Data entries:
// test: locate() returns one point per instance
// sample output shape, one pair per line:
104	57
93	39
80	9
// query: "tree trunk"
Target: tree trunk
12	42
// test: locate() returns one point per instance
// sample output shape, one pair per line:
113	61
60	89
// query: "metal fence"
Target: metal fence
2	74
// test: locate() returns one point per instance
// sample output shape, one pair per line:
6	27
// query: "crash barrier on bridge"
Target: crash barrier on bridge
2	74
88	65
==
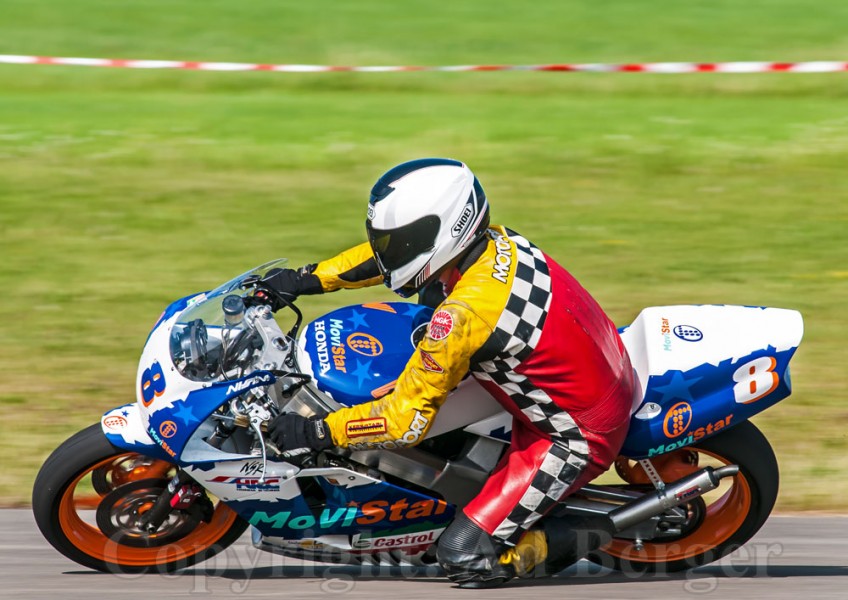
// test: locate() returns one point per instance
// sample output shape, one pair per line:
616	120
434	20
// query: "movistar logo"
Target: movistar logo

EXERCISE DESCRIPTION ->
Count the lines in the records above that contain the string "logo", matching case exactly, and give only that number.

RESPONSE TO THIS EXERCISE ->
2